--- ANWEISUNG 1 ---
Stelle die Zeilen der Einträge von der Zeile mit „Highlight stadium seat in the image above.“ bis zur Zeile mit „[73, 104, 168, 144]“, beide eingeschlossen, als nummerierte Liste dar und lass dabei Leerzeilen weg.

--- VORLIEGENDER TEXT ---
════════════════

In Phnom Penh musste man sich „nur“ darum sorgen, nicht überfallen zu werden, was unterm Strich sicher günstiger gewesen wäre, als hier ein (ohnehin verbotenes) Kaugummi auf die Straße zu spucken. Hier muss man sich bei jedem Schritt unter den allgegenwärtigen Kameras und Dronen fragen, ob man nicht gegen irgendein unsinniges Gesetz verstößt. Der Chillfaktor leidet jedenfalls ein wenig unter dieser Polizeistaatmentalität.

Natürlich schaue ich auch im Marina Bay Sands Hotel vorbei – jedenfalls um einen Blick von der Aussichtsplattform zu werfen. Bei meinem Streifzug durch den Luxusbunker kommt mir mein Fünf-Sterne-Hotel in Kuala Lumpur wie ein Rattenloch vor. Wie wäre es wohl, hier für eine Woche abzusteigen? Zimmer neben der Stadtautobahn gibt es schon für 300€ die Nacht. Der riesige Dachgarten, der natürlich nur für Hotelgäste zugänglich ist, sieht durchaus verlockend aus. Ich überlege eine Sekunde lang, einen Aufenthalt hier auf meine Bucket-List zu setzen, bevor mir klar wird, wie lächerlich der Gedanke ist. Ein Hotelaufenthalt für mehrere tausend Euro auf der Bucket-List? Wenn es so weit gekommen ist, hat man wohl endgültig das Wesentliche aus den Augen verloren. Außerdem möchte ich mich keinesfalls unter diese neureichen Prolls mischen, die hier über die Gänge stolzieren. Der Blick von der Aussichtsplattform ist trotzdem atemberaubendend.

════════════════

--- GEZEIGTE EINTRÄGE ---
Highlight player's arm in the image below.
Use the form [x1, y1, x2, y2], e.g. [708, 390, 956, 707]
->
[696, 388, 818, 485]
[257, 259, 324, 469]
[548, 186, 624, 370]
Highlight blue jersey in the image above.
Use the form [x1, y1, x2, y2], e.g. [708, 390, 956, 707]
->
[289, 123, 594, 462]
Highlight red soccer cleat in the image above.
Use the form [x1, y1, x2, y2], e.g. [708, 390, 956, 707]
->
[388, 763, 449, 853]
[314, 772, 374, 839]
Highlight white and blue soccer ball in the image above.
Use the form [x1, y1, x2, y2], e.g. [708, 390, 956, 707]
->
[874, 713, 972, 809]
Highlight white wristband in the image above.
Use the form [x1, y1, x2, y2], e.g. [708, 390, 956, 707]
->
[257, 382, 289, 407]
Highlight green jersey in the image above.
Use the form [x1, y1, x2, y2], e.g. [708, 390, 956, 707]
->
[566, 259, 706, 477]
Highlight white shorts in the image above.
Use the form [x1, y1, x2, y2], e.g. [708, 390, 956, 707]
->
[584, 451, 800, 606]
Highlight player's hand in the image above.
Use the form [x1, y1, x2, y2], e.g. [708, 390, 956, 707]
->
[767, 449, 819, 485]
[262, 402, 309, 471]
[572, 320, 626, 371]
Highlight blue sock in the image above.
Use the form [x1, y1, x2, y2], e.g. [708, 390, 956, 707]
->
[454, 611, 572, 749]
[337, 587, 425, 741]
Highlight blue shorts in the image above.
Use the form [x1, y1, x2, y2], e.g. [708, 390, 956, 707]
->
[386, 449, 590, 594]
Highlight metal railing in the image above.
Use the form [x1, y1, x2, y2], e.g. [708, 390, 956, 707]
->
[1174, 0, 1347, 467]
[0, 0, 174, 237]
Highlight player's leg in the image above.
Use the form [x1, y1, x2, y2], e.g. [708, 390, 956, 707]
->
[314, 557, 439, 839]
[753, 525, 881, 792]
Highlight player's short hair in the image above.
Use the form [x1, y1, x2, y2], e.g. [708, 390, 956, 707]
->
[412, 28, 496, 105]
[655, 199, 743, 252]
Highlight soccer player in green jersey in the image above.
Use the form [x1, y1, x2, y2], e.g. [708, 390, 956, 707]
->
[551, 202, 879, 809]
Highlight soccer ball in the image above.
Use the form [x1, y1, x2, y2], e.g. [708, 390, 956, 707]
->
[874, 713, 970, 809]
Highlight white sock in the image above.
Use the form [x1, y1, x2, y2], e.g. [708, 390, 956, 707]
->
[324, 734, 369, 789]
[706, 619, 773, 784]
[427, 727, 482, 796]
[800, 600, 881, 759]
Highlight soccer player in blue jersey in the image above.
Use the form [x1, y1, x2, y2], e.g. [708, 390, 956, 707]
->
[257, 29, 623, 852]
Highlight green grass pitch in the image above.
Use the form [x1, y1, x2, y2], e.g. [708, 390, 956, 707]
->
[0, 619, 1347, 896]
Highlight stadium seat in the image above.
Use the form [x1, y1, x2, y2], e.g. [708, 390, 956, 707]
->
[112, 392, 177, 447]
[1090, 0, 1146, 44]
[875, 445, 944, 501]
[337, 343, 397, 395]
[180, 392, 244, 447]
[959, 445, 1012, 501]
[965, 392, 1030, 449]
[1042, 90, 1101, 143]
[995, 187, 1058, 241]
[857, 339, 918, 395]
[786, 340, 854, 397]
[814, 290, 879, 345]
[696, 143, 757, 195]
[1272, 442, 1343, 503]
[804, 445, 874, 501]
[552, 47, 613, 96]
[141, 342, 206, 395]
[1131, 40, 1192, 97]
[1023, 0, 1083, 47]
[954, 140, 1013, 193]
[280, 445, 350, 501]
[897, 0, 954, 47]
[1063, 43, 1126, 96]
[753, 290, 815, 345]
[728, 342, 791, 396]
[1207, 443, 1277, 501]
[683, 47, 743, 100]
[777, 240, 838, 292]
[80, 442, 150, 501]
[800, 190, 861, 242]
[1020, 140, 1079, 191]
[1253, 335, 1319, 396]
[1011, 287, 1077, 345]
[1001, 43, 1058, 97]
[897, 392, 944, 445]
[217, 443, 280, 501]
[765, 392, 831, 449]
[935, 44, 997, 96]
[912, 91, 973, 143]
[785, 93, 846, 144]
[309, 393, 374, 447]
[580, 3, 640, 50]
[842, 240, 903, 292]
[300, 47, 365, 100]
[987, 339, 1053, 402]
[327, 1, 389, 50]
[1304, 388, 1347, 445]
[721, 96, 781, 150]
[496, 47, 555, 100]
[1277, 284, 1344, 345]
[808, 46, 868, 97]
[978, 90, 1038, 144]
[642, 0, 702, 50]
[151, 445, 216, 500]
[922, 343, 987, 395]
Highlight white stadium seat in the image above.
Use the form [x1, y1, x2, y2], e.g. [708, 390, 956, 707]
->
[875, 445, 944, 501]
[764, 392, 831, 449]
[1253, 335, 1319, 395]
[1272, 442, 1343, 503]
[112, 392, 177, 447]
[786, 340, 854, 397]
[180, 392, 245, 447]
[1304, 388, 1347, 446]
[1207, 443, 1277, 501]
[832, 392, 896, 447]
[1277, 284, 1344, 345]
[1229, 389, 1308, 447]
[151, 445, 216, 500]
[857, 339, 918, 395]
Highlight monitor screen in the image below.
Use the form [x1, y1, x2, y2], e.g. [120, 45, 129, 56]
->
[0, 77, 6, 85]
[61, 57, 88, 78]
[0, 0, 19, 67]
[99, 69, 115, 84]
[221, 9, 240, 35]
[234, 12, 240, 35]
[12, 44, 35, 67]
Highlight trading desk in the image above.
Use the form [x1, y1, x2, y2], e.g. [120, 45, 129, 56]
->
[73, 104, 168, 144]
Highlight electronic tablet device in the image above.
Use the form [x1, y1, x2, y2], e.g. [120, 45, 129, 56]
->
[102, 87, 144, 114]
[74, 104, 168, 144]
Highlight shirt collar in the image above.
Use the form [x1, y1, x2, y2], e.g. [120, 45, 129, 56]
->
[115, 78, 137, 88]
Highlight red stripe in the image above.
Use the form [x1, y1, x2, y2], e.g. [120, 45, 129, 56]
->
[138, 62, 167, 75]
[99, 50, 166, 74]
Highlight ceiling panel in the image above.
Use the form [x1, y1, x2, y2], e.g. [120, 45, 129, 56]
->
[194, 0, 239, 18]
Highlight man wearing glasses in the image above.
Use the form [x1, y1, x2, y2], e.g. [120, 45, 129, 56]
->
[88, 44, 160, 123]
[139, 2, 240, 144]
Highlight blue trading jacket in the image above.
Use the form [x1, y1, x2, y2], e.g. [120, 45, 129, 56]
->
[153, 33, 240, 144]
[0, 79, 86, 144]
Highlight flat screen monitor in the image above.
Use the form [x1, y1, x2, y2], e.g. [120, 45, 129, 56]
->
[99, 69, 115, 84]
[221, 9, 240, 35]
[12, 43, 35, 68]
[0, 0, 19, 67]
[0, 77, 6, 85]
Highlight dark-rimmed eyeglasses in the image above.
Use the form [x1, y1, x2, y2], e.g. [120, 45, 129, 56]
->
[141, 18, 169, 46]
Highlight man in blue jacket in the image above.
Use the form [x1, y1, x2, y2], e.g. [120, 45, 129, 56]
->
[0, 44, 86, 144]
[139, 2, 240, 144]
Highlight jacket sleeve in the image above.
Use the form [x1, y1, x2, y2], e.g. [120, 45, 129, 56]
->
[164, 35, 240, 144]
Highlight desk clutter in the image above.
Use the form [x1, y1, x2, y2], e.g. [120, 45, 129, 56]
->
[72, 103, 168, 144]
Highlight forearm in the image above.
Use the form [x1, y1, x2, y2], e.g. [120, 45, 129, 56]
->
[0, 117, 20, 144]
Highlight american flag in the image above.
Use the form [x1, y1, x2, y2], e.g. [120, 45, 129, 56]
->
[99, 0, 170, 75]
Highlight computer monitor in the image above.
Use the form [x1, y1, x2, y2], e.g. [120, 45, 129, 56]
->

════════════════

--- ANWEISUNG 2 ---
Beantworte zum vorliegenden Text:
(a) Worum musste man sich in Phnom Penh „nur“ sorgen?
(b) Ab welchem Preis pro Nacht gibt es Zimmer neben der Stadtautobahn?
(c) Für wen ist der riesige Dachgarten zugänglich?

--- ENDERGEBNIS 1 ---
1. Highlight stadium seat in the image above.
2. Use the form [x1, y1, x2, y2], e.g. [708, 390, 956, 707]
3. ->
4. [112, 392, 177, 447]
5. [1090, 0, 1146, 44]
6. [875, 445, 944, 501]
7. [337, 343, 397, 395]
8. [180, 392, 244, 447]
9. [959, 445, 1012, 501]
10. [965, 392, 1030, 449]
11. [1042, 90, 1101, 143]
12. [995, 187, 1058, 241]
13. [857, 339, 918, 395]
14. [786, 340, 854, 397]
15. [814, 290, 879, 345]
16. [696, 143, 757, 195]
17. [1272, 442, 1343, 503]
18. [804, 445, 874, 501]
19. [552, 47, 613, 96]
20. [141, 342, 206, 395]
21. [1131, 40, 1192, 97]
22. [1023, 0, 1083, 47]
23. [954, 140, 1013, 193]
24. [280, 445, 350, 501]
25. [897, 0, 954, 47]
26. [1063, 43, 1126, 96]
27. [753, 290, 815, 345]
28. [728, 342, 791, 396]
29. [1207, 443, 1277, 501]
30. [683, 47, 743, 100]
31. [777, 240, 838, 292]
32. [80, 442, 150, 501]
33. [800, 190, 861, 242]
34. [1020, 140, 1079, 191]
35. [1253, 335, 1319, 396]
36. [1011, 287, 1077, 345]
37. [1001, 43, 1058, 97]
38. [897, 392, 944, 445]
39. [217, 443, 280, 501]
40. [765, 392, 831, 449]
41. [935, 44, 997, 96]
42. [912, 91, 973, 143]
43. [785, 93, 846, 144]
44. [309, 393, 374, 447]
45. [580, 3, 640, 50]
46. [842, 240, 903, 292]
47. [300, 47, 365, 100]
48. [987, 339, 1053, 402]
49. [327, 1, 389, 50]
50. [1304, 388, 1347, 445]
51. [721, 96, 781, 150]
52. [496, 47, 555, 100]
53. [1277, 284, 1344, 345]
54. [808, 46, 868, 97]
55. [978, 90, 1038, 144]
56. [642, 0, 702, 50]
57. [151, 445, 216, 500]
58. [922, 343, 987, 395]
59. Highlight white stadium seat in the image above.
60. Use the form [x1, y1, x2, y2], e.g. [708, 390, 956, 707]
61. ->
62. [875, 445, 944, 501]
63. [764, 392, 831, 449]
64. [1253, 335, 1319, 395]
65. [1272, 442, 1343, 503]
66. [112, 392, 177, 447]
67. [786, 340, 854, 397]
68. [180, 392, 245, 447]
69. [1304, 388, 1347, 446]
70. [1207, 443, 1277, 501]
71. [832, 392, 896, 447]
72. [1277, 284, 1344, 345]
73. [1229, 389, 1308, 447]
74. [151, 445, 216, 500]
75. [857, 339, 918, 395]
76. Highlight monitor screen in the image below.
77. Use the form [x1, y1, x2, y2], e.g. [120, 45, 129, 56]
78. ->
79. [0, 77, 6, 85]
80. [61, 57, 88, 78]
81. [0, 0, 19, 67]
82. [99, 69, 115, 84]
83. [221, 9, 240, 35]
84. [234, 12, 240, 35]
85. [12, 44, 35, 67]
86. Highlight trading desk in the image above.
87. Use the form [x1, y1, x2, y2], e.g. [120, 45, 129, 56]
88. ->
89. [73, 104, 168, 144]

--- ENDERGEBNIS 2 ---
(a) Darum, nicht überfallen zu werden.
(b) Ab 300€ die Nacht.
(c) Nur für Hotelgäste.